## AIM OF THE EXERCISE
Nothing but the lines from the one containing "Target: player's shorts" through the last line should be written out, please, exactly as they stand.

## DATA LISTING
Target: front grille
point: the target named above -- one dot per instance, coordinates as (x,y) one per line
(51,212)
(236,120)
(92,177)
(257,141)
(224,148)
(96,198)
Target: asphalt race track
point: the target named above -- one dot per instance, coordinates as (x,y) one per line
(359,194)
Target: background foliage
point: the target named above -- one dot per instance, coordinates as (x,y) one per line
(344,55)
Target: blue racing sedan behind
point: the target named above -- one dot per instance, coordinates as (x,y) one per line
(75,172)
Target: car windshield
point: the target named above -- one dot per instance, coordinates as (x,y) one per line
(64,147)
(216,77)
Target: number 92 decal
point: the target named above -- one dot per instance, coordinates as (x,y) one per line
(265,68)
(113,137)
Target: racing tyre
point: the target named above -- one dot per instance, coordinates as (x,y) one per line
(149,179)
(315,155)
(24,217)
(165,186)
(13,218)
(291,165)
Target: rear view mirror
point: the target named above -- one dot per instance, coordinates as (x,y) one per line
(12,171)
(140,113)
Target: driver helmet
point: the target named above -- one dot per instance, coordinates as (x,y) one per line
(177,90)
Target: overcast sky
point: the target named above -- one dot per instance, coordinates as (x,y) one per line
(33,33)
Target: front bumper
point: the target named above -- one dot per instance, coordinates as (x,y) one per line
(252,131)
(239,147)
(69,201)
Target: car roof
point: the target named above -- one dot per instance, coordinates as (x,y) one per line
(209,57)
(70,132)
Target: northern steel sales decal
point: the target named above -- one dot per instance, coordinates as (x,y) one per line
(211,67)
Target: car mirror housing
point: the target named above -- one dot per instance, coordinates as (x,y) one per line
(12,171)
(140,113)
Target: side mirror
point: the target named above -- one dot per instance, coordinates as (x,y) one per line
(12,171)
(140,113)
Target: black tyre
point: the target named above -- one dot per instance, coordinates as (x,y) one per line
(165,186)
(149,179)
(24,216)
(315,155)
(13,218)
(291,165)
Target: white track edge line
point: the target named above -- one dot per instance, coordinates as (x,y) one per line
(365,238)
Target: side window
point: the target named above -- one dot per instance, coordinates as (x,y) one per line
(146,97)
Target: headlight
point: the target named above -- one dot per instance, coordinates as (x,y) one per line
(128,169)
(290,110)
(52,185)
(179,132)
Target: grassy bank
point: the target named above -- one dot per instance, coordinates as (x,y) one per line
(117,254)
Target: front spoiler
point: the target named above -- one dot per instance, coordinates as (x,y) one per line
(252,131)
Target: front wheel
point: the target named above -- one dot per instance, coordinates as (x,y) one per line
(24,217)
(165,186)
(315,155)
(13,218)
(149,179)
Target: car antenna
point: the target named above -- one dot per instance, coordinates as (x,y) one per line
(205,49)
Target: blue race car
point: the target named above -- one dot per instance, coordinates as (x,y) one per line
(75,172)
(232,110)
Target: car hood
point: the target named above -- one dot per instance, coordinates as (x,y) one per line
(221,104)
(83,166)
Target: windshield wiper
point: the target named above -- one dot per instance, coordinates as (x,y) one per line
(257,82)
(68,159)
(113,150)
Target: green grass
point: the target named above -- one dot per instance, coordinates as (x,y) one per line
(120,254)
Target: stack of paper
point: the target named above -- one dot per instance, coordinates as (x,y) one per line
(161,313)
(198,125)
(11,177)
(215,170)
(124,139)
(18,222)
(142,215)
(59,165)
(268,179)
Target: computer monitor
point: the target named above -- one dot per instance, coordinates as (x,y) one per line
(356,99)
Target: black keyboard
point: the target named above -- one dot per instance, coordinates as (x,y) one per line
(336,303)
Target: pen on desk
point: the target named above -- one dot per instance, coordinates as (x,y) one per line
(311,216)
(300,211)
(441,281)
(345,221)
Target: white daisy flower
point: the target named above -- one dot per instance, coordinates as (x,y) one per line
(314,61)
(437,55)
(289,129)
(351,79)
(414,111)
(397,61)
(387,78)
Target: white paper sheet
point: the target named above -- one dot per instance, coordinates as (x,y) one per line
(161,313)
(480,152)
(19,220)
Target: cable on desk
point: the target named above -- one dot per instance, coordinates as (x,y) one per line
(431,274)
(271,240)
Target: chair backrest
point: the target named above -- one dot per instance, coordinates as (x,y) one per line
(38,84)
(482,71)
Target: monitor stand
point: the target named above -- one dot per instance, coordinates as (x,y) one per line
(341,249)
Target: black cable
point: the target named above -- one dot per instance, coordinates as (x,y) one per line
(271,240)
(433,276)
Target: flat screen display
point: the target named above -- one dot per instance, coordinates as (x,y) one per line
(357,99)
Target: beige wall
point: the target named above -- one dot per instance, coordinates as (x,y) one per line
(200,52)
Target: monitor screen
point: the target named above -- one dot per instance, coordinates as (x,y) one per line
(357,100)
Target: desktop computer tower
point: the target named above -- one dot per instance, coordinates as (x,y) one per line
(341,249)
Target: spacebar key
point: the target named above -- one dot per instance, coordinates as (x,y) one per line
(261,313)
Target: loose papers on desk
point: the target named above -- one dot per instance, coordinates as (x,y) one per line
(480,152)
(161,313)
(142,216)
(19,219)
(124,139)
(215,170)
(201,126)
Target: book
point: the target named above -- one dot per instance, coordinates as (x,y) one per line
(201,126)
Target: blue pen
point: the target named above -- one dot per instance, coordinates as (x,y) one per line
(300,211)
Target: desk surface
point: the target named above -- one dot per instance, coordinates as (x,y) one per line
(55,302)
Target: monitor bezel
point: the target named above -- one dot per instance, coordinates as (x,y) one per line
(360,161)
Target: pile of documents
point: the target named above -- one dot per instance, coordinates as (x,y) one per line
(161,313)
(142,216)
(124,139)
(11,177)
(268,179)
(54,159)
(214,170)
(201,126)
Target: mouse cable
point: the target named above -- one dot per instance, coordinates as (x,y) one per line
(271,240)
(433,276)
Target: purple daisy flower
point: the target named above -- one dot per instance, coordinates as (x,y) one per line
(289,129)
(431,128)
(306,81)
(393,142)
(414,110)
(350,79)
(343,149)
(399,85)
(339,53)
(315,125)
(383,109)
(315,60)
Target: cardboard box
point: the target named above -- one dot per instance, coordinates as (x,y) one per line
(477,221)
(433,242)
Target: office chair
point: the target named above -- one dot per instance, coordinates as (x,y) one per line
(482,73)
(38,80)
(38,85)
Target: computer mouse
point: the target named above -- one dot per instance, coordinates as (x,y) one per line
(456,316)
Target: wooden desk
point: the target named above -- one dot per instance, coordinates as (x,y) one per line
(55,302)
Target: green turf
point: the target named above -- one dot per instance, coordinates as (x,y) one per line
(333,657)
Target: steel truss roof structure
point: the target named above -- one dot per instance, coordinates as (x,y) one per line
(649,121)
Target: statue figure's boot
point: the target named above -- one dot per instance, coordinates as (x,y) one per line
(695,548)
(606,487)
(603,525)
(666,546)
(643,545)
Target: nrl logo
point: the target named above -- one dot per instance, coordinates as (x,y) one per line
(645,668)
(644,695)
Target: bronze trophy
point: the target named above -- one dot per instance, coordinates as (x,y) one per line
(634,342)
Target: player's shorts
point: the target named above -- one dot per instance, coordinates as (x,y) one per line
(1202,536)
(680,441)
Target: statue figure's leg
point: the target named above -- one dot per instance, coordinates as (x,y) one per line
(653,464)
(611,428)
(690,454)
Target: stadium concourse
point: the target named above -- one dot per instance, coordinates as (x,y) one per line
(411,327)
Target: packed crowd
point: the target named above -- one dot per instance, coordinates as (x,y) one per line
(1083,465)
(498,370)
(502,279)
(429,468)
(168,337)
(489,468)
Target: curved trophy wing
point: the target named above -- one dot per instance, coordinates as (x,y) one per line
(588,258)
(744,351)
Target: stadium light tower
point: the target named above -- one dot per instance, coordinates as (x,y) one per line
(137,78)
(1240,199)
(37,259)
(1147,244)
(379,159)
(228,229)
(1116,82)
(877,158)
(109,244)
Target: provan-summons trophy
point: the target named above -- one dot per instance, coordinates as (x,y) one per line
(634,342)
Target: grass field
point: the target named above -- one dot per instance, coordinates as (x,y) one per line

## EXERCISE OUTPUT
Target: player's shorts
point: the target named above -- one dot per instance, coordinates as (x,y) one per line
(1202,536)
(680,441)
Target: statue figure's leg
point: the target named above -- one dot per instance, coordinates as (x,y) one per line
(653,464)
(611,428)
(690,454)
Target: stadium concourse
point: the target named above -- one dot per instance, coordinates as (x,y) one per line
(411,327)
Target: packed crowd
point: the target named above -- one dot per instance, coordinates as (x,y) one per line
(1083,465)
(498,370)
(502,279)
(429,468)
(168,337)
(489,468)
Target: curved trophy wing
point: the target named above -- one dot per instance, coordinates as (x,y) one per line
(588,258)
(744,351)
Target: stadium light tower
point: the target named above -- one dot per instance, coordinates as (x,y) one per line
(137,78)
(1240,199)
(37,259)
(1147,244)
(379,159)
(228,229)
(1116,82)
(877,158)
(109,244)
Target: provan-summons trophy
point: the target named above -- one dot per instance, coordinates as (x,y) one per line
(634,342)
Target: grass field
point: the target named above -- one dot per instance, coordinates as (x,y) one per line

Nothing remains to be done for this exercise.